→ **AIM OF THE TASK**
The output should be all lines of the entries below in which the word "yellow" occurs.

(Stored data entries)

......

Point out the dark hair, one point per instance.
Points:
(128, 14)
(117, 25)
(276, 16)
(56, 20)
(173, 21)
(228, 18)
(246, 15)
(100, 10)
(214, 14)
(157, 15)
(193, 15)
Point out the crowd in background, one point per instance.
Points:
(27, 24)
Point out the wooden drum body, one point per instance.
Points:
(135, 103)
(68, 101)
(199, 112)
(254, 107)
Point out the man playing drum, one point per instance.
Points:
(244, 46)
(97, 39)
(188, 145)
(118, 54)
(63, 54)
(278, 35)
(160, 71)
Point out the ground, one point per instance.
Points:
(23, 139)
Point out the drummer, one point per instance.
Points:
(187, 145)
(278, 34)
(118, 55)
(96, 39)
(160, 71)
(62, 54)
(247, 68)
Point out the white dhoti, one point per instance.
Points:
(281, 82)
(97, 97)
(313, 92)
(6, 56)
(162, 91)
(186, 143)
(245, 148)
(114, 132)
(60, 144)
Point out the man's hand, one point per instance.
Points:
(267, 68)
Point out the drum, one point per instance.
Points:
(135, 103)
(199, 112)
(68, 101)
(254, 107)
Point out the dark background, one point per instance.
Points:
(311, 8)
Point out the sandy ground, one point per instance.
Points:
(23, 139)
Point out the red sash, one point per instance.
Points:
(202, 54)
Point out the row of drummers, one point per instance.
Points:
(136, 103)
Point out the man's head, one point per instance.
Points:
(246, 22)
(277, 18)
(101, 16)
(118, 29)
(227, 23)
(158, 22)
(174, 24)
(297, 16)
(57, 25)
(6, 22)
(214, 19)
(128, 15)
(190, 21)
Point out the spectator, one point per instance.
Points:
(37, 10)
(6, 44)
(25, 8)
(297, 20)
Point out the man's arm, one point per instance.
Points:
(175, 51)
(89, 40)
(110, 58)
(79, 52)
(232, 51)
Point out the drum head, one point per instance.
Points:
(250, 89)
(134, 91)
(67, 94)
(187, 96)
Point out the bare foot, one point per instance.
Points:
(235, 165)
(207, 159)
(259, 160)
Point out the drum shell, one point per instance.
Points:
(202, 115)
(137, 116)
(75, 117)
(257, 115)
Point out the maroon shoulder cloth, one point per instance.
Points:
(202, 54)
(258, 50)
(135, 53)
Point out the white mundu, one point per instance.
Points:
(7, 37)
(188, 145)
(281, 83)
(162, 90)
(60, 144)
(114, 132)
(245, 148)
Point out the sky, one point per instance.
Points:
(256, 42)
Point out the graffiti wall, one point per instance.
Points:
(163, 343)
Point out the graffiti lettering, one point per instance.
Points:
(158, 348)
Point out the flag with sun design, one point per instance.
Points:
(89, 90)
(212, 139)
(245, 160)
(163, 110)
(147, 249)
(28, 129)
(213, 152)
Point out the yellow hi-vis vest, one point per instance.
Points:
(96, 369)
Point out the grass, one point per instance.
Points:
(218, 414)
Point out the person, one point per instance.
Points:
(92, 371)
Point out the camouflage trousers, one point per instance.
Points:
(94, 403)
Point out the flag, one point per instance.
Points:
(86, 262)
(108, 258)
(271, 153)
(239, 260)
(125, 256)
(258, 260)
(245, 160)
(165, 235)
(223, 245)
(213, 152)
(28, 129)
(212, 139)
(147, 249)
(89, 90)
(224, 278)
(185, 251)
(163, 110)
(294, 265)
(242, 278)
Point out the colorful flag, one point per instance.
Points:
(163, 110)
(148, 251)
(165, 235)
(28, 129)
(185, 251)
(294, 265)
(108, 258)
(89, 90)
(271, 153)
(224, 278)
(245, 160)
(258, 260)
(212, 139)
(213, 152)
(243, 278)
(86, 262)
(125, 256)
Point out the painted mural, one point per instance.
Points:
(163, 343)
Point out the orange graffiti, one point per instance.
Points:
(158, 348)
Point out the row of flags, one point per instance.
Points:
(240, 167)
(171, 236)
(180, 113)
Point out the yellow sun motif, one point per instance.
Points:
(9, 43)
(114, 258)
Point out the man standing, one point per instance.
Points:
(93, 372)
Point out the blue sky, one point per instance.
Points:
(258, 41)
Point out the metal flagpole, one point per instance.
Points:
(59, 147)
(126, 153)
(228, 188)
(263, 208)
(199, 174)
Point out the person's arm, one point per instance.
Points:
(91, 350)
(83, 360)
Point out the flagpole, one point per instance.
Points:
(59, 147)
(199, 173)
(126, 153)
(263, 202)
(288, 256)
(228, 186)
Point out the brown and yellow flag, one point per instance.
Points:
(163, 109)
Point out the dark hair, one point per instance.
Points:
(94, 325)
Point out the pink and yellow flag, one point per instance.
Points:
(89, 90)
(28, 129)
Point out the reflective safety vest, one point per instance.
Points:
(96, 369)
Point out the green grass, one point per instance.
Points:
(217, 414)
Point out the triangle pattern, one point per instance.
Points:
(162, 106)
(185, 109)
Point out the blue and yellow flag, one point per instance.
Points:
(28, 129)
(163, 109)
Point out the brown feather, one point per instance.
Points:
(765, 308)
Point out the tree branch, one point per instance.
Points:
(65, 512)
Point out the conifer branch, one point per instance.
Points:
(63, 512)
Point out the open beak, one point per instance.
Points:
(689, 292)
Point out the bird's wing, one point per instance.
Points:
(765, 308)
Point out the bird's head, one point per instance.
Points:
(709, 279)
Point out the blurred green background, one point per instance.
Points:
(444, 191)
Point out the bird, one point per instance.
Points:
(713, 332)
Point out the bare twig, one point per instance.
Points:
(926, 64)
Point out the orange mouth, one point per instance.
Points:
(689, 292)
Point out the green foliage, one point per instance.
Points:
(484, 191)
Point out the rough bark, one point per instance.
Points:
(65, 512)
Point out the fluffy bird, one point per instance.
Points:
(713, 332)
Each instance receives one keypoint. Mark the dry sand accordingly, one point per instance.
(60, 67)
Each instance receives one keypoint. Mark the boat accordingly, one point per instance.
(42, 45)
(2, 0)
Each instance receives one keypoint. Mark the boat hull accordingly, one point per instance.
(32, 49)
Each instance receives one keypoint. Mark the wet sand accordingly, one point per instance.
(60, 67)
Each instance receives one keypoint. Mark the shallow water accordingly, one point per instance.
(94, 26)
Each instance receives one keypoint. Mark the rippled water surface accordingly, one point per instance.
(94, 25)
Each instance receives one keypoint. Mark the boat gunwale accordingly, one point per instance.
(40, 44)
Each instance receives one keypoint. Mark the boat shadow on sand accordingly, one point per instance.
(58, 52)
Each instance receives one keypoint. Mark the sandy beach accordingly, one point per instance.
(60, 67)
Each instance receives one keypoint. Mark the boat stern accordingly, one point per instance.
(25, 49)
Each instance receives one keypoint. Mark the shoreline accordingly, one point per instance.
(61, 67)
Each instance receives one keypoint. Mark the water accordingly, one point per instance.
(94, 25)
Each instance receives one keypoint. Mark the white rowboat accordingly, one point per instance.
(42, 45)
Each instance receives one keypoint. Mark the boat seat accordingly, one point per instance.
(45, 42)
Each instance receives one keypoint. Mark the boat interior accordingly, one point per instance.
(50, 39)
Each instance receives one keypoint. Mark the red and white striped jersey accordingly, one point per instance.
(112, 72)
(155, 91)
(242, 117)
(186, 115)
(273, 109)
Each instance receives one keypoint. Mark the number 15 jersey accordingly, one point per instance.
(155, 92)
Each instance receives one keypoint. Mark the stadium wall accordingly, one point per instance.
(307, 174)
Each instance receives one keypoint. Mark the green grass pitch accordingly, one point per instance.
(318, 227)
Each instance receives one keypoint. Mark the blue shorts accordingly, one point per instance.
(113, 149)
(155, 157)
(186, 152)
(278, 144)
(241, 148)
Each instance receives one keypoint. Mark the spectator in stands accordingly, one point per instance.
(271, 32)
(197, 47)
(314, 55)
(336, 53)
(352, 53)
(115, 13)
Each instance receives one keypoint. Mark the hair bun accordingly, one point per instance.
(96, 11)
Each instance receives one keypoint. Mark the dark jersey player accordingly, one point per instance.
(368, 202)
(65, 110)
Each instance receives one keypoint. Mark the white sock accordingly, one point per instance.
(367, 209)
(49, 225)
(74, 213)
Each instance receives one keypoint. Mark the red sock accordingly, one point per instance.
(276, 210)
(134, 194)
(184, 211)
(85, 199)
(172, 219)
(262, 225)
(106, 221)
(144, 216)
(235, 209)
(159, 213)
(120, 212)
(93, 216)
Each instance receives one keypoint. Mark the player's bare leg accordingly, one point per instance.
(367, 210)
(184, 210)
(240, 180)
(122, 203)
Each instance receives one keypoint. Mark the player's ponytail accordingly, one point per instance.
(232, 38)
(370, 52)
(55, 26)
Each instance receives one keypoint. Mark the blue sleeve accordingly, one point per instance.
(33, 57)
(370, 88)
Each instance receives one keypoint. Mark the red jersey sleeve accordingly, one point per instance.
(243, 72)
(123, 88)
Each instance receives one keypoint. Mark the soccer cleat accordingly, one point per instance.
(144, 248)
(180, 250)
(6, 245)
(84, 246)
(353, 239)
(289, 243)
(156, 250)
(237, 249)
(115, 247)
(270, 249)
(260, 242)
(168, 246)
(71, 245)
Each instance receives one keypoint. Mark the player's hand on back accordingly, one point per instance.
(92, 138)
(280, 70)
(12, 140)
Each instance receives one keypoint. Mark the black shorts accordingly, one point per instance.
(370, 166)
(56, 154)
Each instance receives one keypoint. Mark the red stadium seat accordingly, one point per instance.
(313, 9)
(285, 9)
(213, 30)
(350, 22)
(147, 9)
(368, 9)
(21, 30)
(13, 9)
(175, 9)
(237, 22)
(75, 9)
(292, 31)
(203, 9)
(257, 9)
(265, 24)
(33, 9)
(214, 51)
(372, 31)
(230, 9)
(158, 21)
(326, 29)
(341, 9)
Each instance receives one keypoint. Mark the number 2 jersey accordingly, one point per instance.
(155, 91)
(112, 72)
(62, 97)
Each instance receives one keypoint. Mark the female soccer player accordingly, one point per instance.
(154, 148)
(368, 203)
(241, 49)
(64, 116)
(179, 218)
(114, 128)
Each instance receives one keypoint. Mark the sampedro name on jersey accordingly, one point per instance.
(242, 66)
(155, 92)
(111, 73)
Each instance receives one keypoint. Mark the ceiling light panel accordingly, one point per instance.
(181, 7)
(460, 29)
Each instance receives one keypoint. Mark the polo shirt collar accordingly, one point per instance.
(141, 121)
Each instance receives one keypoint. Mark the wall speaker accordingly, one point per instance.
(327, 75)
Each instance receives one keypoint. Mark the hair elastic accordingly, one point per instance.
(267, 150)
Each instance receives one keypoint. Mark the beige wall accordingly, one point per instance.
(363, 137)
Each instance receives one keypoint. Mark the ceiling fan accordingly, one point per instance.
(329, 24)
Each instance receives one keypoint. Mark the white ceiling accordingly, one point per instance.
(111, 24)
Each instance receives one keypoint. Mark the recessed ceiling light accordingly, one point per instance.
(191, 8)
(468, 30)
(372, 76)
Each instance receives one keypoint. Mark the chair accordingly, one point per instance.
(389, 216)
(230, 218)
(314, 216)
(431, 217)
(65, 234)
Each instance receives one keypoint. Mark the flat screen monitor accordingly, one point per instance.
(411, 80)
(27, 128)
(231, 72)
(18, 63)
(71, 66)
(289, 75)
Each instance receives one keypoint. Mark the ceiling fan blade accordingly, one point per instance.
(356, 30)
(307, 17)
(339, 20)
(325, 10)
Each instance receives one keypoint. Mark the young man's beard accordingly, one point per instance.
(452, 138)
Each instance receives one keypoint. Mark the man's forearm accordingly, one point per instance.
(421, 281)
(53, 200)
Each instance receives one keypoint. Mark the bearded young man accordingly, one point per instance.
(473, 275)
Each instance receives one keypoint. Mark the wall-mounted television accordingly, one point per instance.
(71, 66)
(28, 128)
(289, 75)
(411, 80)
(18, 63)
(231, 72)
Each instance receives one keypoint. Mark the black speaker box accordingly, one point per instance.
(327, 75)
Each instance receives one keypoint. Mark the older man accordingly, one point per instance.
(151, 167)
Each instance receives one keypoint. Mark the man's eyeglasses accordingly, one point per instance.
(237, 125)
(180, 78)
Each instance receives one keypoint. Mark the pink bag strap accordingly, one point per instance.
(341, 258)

......

→ **RESULT BELOW**
Point out the yellow hi-vis vest, one point per instance.
Point out the yellow sun motif, one point per instance.
Point out the brown and yellow flag, one point per instance.
Point out the pink and yellow flag, one point per instance.
Point out the blue and yellow flag, one point per instance.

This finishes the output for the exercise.